# [TASK OBJECTIVE]
Only the pictures are to be dropped, and the rest of the data should be copied exactly.

GIVEN ENTRIES: Begin

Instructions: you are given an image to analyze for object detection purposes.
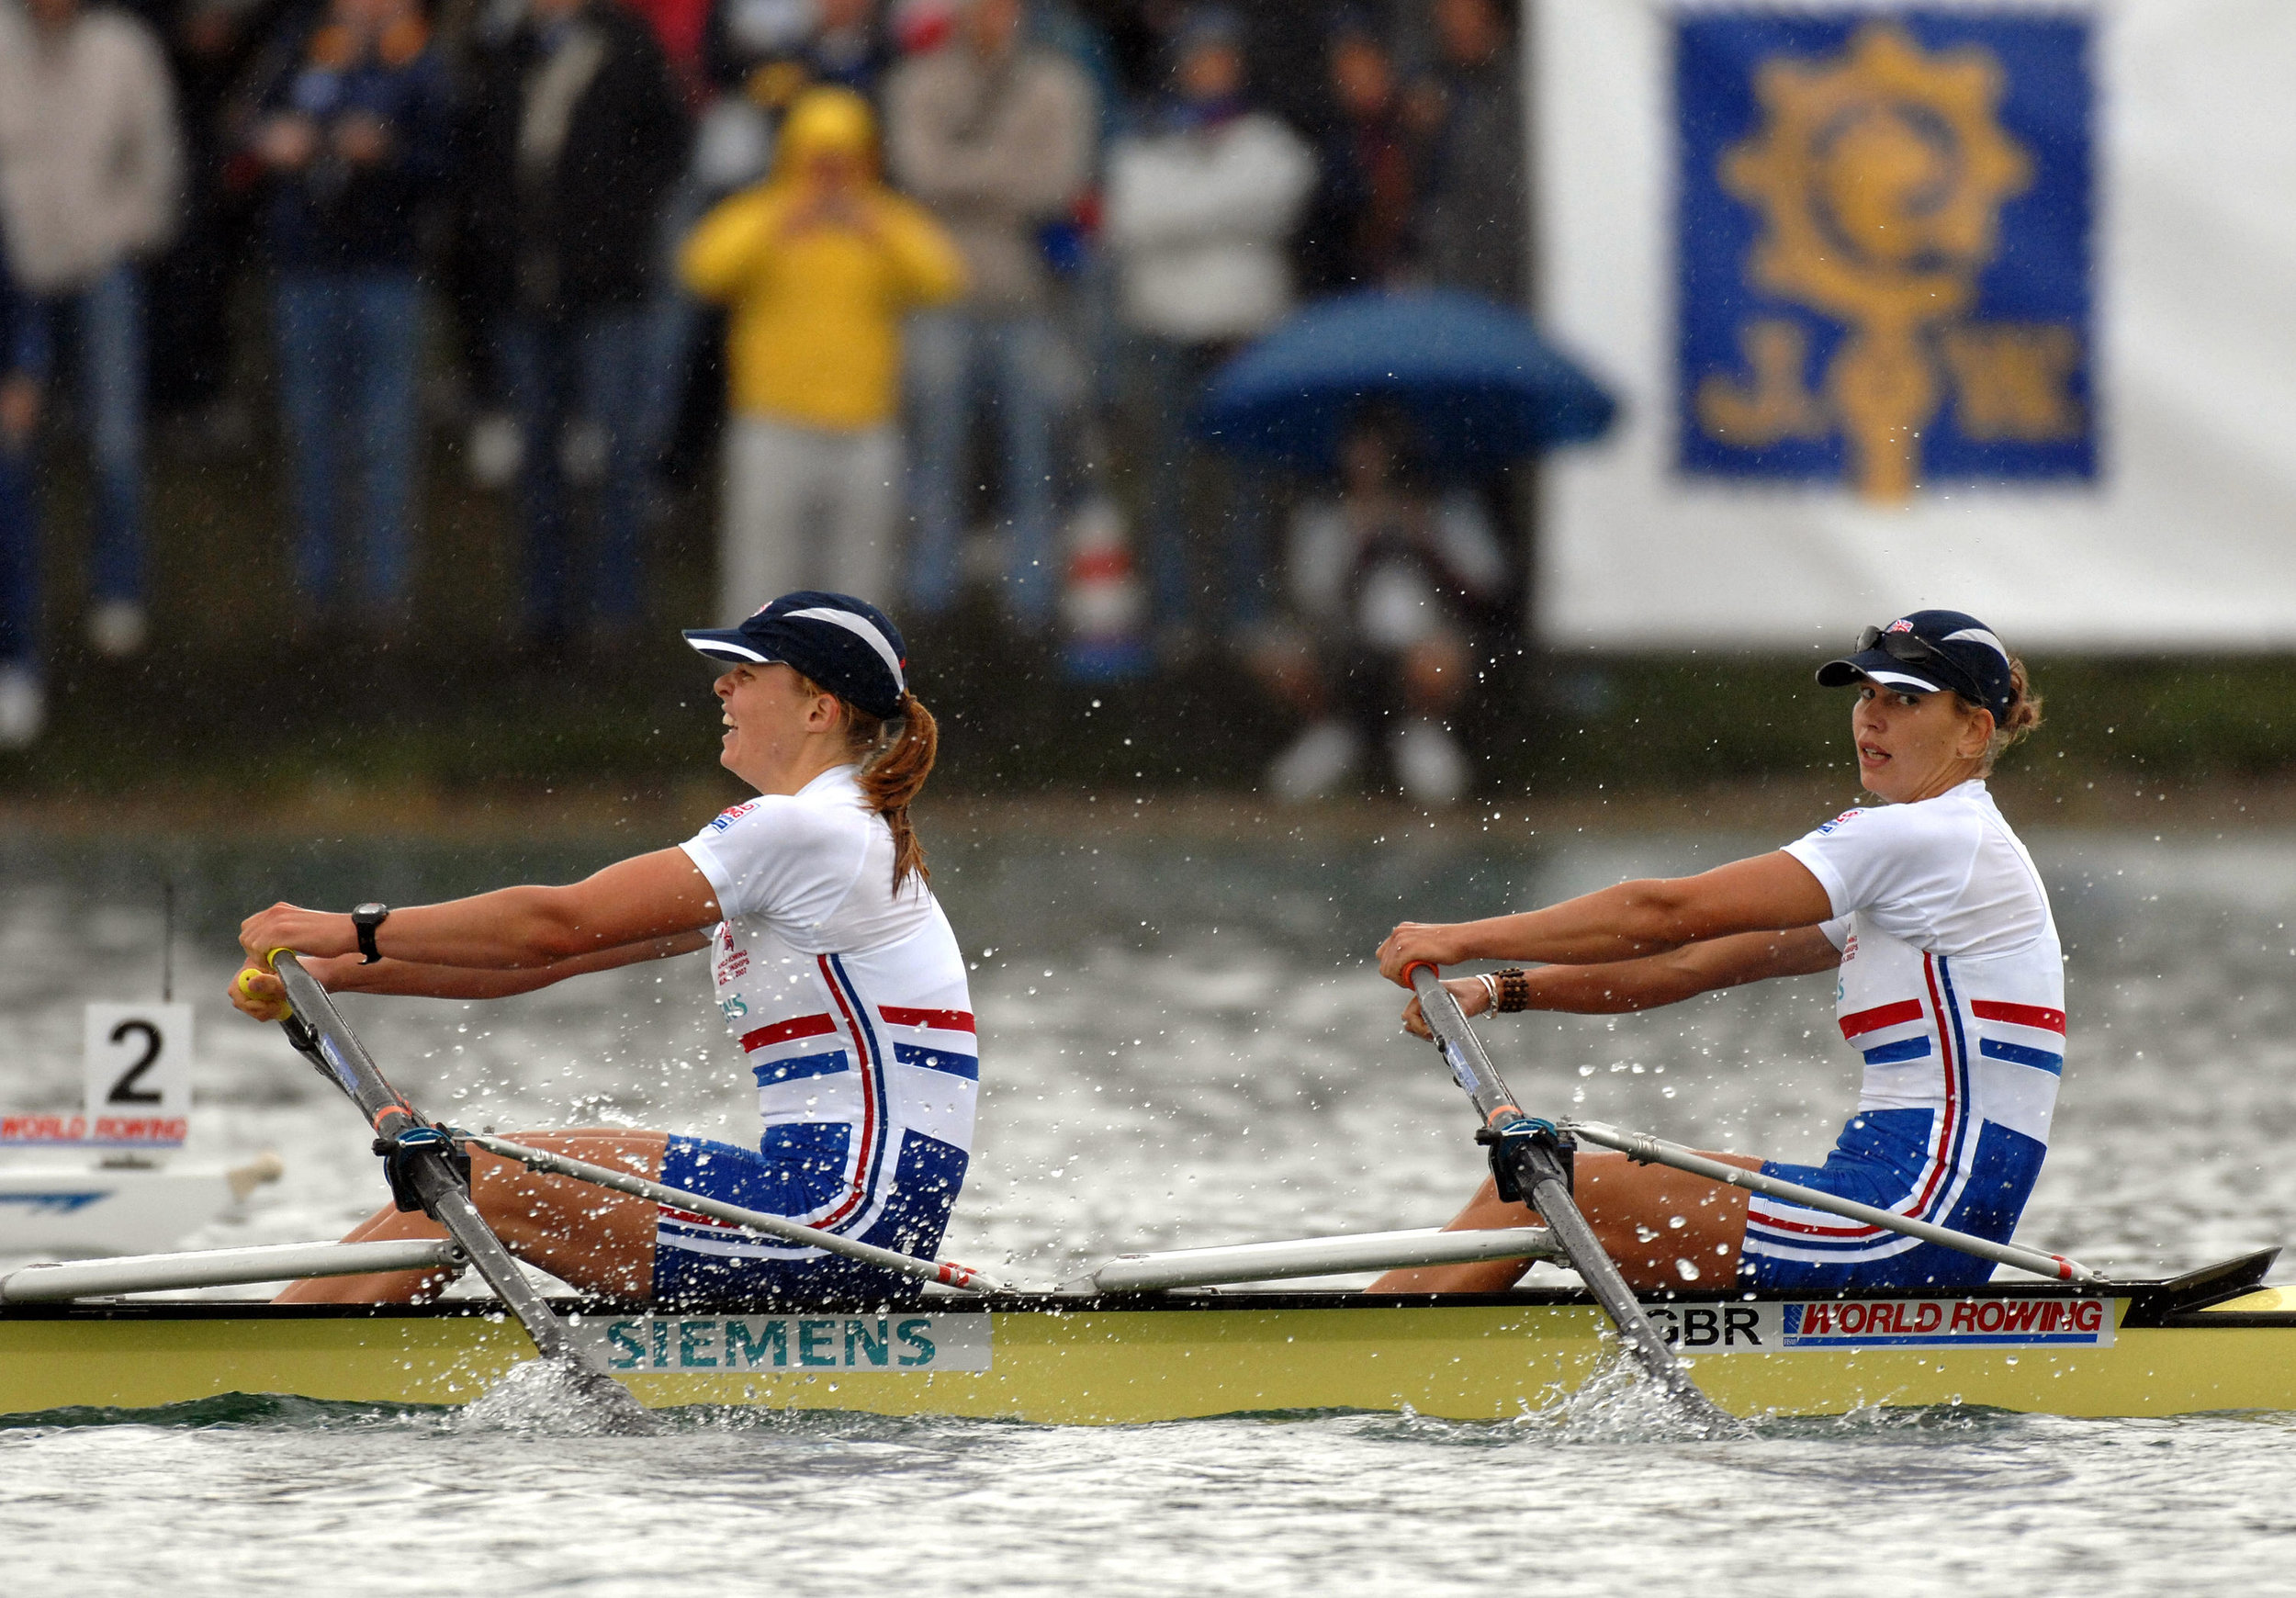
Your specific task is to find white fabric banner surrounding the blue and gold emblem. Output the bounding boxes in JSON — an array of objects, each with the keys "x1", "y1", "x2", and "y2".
[{"x1": 1527, "y1": 0, "x2": 2296, "y2": 652}]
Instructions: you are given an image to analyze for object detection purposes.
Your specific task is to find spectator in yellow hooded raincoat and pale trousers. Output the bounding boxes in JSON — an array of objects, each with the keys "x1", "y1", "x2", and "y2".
[{"x1": 680, "y1": 87, "x2": 964, "y2": 625}]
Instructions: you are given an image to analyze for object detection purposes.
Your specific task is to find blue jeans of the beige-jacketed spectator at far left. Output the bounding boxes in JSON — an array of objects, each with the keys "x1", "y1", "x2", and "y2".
[{"x1": 37, "y1": 262, "x2": 145, "y2": 604}]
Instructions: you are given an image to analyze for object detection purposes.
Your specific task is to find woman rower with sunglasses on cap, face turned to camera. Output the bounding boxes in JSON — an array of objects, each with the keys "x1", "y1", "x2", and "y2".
[{"x1": 1376, "y1": 611, "x2": 2065, "y2": 1293}]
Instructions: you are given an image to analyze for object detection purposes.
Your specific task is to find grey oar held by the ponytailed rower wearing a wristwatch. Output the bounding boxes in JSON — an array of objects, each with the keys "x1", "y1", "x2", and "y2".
[{"x1": 271, "y1": 949, "x2": 657, "y2": 1435}]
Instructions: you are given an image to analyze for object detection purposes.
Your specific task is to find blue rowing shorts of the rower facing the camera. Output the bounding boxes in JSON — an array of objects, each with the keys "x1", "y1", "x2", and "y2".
[{"x1": 1739, "y1": 1109, "x2": 2048, "y2": 1293}]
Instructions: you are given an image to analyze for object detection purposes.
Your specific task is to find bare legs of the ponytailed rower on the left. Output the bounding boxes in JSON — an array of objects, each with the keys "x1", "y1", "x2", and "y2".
[{"x1": 274, "y1": 1128, "x2": 670, "y2": 1304}]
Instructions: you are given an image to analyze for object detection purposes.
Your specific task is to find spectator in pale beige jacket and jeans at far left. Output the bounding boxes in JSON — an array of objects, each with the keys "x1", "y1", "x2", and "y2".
[{"x1": 0, "y1": 0, "x2": 184, "y2": 693}]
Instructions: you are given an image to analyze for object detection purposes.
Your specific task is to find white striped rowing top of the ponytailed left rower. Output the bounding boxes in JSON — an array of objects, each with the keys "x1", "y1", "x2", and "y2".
[{"x1": 682, "y1": 767, "x2": 981, "y2": 1238}]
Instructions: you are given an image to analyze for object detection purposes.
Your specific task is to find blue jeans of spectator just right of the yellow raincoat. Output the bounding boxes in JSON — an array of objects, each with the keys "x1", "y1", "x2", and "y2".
[{"x1": 907, "y1": 310, "x2": 1061, "y2": 629}]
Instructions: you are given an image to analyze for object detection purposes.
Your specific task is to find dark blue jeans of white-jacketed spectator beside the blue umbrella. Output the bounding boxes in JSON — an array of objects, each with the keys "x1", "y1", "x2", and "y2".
[{"x1": 1132, "y1": 335, "x2": 1270, "y2": 632}]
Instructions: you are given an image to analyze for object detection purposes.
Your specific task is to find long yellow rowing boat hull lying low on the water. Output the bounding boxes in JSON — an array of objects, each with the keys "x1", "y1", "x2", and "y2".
[{"x1": 0, "y1": 1289, "x2": 2296, "y2": 1426}]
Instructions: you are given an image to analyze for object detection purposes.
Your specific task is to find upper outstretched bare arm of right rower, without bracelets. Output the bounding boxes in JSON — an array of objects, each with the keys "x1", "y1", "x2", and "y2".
[{"x1": 1380, "y1": 850, "x2": 1835, "y2": 987}]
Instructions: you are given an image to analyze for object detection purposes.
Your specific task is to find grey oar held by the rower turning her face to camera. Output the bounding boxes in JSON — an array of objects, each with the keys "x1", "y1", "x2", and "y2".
[{"x1": 1403, "y1": 960, "x2": 1736, "y2": 1431}]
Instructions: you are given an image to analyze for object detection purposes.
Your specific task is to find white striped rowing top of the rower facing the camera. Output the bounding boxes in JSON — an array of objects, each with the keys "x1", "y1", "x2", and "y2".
[{"x1": 1748, "y1": 781, "x2": 2065, "y2": 1263}]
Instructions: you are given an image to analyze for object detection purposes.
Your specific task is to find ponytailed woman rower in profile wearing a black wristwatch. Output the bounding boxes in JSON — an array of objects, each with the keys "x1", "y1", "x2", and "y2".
[{"x1": 216, "y1": 592, "x2": 981, "y2": 1304}]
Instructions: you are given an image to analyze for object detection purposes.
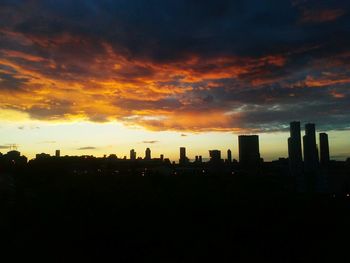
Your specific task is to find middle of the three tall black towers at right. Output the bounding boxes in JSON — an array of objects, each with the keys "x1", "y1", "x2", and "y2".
[{"x1": 303, "y1": 123, "x2": 318, "y2": 173}]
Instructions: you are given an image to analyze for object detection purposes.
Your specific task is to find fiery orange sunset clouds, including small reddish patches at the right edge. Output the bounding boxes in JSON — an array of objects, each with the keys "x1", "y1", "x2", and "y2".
[{"x1": 0, "y1": 25, "x2": 349, "y2": 132}]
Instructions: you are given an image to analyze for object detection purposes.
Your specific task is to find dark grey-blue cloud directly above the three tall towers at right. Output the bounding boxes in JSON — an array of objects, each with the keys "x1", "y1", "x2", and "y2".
[{"x1": 187, "y1": 79, "x2": 350, "y2": 132}]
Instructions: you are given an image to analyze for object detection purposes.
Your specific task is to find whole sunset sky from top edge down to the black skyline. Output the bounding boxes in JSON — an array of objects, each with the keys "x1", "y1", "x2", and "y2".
[{"x1": 0, "y1": 0, "x2": 350, "y2": 160}]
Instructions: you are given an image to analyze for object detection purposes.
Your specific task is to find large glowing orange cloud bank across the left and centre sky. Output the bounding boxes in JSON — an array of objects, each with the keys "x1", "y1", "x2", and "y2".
[{"x1": 0, "y1": 41, "x2": 318, "y2": 131}]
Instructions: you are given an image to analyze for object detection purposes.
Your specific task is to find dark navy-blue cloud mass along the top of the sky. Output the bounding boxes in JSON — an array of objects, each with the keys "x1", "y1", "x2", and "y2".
[{"x1": 3, "y1": 0, "x2": 349, "y2": 61}]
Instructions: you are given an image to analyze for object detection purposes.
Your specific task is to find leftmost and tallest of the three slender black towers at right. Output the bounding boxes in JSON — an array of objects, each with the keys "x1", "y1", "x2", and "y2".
[{"x1": 288, "y1": 121, "x2": 303, "y2": 175}]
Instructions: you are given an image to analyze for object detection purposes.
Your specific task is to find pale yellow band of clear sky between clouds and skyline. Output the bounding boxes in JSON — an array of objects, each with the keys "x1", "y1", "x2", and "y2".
[{"x1": 0, "y1": 117, "x2": 350, "y2": 162}]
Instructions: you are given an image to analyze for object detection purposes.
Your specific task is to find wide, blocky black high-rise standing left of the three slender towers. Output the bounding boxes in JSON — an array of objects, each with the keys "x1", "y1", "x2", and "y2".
[{"x1": 238, "y1": 135, "x2": 260, "y2": 167}]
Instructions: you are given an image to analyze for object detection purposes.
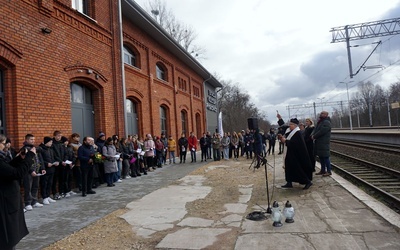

GIVEN ENTRIES: End

# [TASK RESPONSE]
Instructions: you are given an image to analyze for object detection purposes.
Your specific task is to find white fabric banner surrounding the blue and gold emblem. Output the bounding boxes in JSON — an array of objects, each with the keys "x1", "y1", "x2", and "y2".
[{"x1": 1527, "y1": 0, "x2": 2296, "y2": 652}]
Instructions: you are given an image to analyze for object detection purposes.
Your specific task is to find spectator in yellow hooded raincoat and pale trousers. Output the bounding boxes in JSON — an array of objects, each with the keys "x1", "y1", "x2", and "y2".
[{"x1": 680, "y1": 87, "x2": 964, "y2": 625}]
Instructions: you are given an image to analyze for object detection purposes.
Your specific task is to find blue jeans of the beige-jacketed spectator at far left. Output the bounding boxes in JSON — an array of objects, each with the keys "x1", "y1", "x2", and "y2".
[{"x1": 37, "y1": 262, "x2": 145, "y2": 604}]
Instructions: you are given an image to analyze for object detection purposes.
Your specific task is to find woman rower with sunglasses on cap, face turned to camera. Output the bounding boxes in JSON — an array of objects, each with the keys "x1", "y1", "x2", and "y2".
[{"x1": 1376, "y1": 611, "x2": 2065, "y2": 1293}]
Instructions: you are given an image to analyze for object detection purposes.
Your specific task is to find grey oar held by the ponytailed rower wearing a wristwatch. Output the bounding boxes in JSON — an array of objects, each with the keys "x1", "y1", "x2", and "y2".
[{"x1": 271, "y1": 949, "x2": 657, "y2": 1435}]
Instructions: you are given an image to analyze for object detection purposes.
Your specific task is to find blue rowing shorts of the rower facing the camera. Output the bounding boxes in JSON — an array of objects, each with the keys "x1", "y1", "x2", and "y2".
[{"x1": 1739, "y1": 1109, "x2": 2048, "y2": 1293}]
Instructions: you are given an image to analyze for object detection purposes.
Your specific task is to find bare legs of the ponytailed rower on the left. Output the bounding boxes in JSON — an array of objects, each with the keys "x1", "y1", "x2", and "y2".
[{"x1": 274, "y1": 1128, "x2": 670, "y2": 1304}]
Instructions: you are given an image to analyze for object detection purposes.
Your specific task is to find spectator in pale beige jacket and jeans at far left. Output the bounding boxes in JSON — an array of objects, each with the keys "x1", "y1", "x2", and "y2".
[{"x1": 0, "y1": 0, "x2": 184, "y2": 693}]
Instructions: you are given an image to analyze for object detection purposes.
Your specific task is to find white striped rowing top of the ponytailed left rower. Output the bounding boxes in JSON — an array of objects, each with the keys "x1", "y1", "x2", and "y2".
[{"x1": 682, "y1": 767, "x2": 981, "y2": 1238}]
Instructions: you are given an image to analyze for object detection purposes.
Your specific task is to find blue jeans of spectator just right of the yellow raincoat. Output the bounding boxes in JSON — an array of objects, each with the keys "x1", "y1", "x2", and "y2".
[{"x1": 907, "y1": 310, "x2": 1061, "y2": 629}]
Instructions: you are given an image to analyze for object detection purposes.
Your specific task is to find dark blue jeans of white-jacketed spectator beside the blue umbrella. Output the bounding boxes in JSON — an array of objects, each with the keys "x1", "y1", "x2", and "y2".
[{"x1": 1132, "y1": 335, "x2": 1270, "y2": 632}]
Instructions: you are given an image to analyze for object detection purposes.
Your specific task is to find long yellow rowing boat hull lying low on the water. Output the bounding boxes in JSON — an array of objects, each with the keys "x1", "y1", "x2", and "y2".
[{"x1": 0, "y1": 1289, "x2": 2296, "y2": 1426}]
Instructions: you are given an image to analyze for object detection purposes.
Your specific task is to find upper outstretched bare arm of right rower, without bracelets. Output the bounding boxes in JSON — an array of objects, each with the keys "x1", "y1", "x2", and "y2".
[{"x1": 1380, "y1": 850, "x2": 1835, "y2": 987}]
Instructions: you are given an image to analyze for object detection purposes.
Your specific task is to find grey oar held by the rower turning her face to camera. Output the bounding boxes in JSON — an array of objects, each with the keys "x1", "y1", "x2", and "y2".
[{"x1": 1403, "y1": 960, "x2": 1736, "y2": 1431}]
Instructions: you are given an image to analyze for object detection purposes.
Your specific task is to find white striped rowing top of the rower facing the camera. Output the bounding boxes in JSON — an array of objects, each with the keys "x1", "y1", "x2", and "y2".
[{"x1": 1748, "y1": 781, "x2": 2065, "y2": 1263}]
Instructions: you are given an image to analyze for object detection purposes.
Your specific task is to find ponytailed woman rower in profile wearing a black wristwatch. Output the bounding boxes in JSON — an array of objects, each with the keys "x1", "y1", "x2", and "y2".
[{"x1": 216, "y1": 592, "x2": 981, "y2": 1304}]
Instructions: you are given an image to analyze for object detection purposes.
Your specific task is to find middle of the three tall black towers at right. Output the bounding boxes in JSON — an array of objects, each with the keys "x1", "y1", "x2", and "y2".
[{"x1": 303, "y1": 123, "x2": 318, "y2": 173}]
Instructions: you are given an image to analyze for object detection purposes.
Your specific task is to find fiery orange sunset clouds, including small reddish patches at the right edge. Output the bounding boxes in JSON — an array of objects, each with the keys "x1", "y1", "x2", and "y2".
[{"x1": 0, "y1": 25, "x2": 349, "y2": 132}]
Instructions: you are given an image to analyze for object detection purposes.
Your specific task is to find dark grey-blue cloud directly above the three tall towers at right. Output the bounding boxes in JSON — an array of objects, each with the keys "x1", "y1", "x2", and "y2".
[{"x1": 187, "y1": 79, "x2": 350, "y2": 132}]
Instructions: you are given an image to analyze for object detection purposes.
Your specific task is to find whole sunset sky from top edge down to the black skyline. Output the bounding boxes in JSON — an array of objects, each with the keys "x1", "y1", "x2", and "y2".
[{"x1": 0, "y1": 0, "x2": 350, "y2": 160}]
Instructions: you are given an image to analyze for object detection purposes.
Your specific task is to find large glowing orange cloud bank across the left and centre sky. Output the bounding boxes in JSON — an array of objects, each with the keys "x1", "y1", "x2", and "y2".
[{"x1": 0, "y1": 41, "x2": 318, "y2": 131}]
Instructions: you are given an image to analyze for object detection purposes.
Your specific task is to find dark navy-blue cloud mass along the top of the sky. Output the bounding boxes in JSON — an array of objects, each with the keys "x1", "y1", "x2", and "y2".
[{"x1": 3, "y1": 0, "x2": 349, "y2": 61}]
Instructions: you are given an image to analyze for object detection purposes.
Your specific task is to find leftmost and tallest of the three slender black towers at right. Output the bounding boxes in JSON — an array of objects, each with the keys "x1", "y1", "x2", and "y2".
[{"x1": 288, "y1": 121, "x2": 303, "y2": 175}]
Instructions: you are given an image to analyze for object detection purposes.
Your specific task is to find pale yellow band of clear sky between clouds and skyline. Output the bounding boxes in JSON — an array of objects, each with the keys "x1", "y1", "x2", and "y2".
[{"x1": 0, "y1": 117, "x2": 350, "y2": 162}]
Instructions: you are given an image to analyze for object detection purposes.
Your specific task is to find wide, blocky black high-rise standing left of the three slender towers. Output the bounding boxes in JSON — an array of objects, each with the keys "x1", "y1", "x2", and "y2".
[{"x1": 238, "y1": 135, "x2": 260, "y2": 167}]
Instructions: you are given an image to analyze for object detection purposes.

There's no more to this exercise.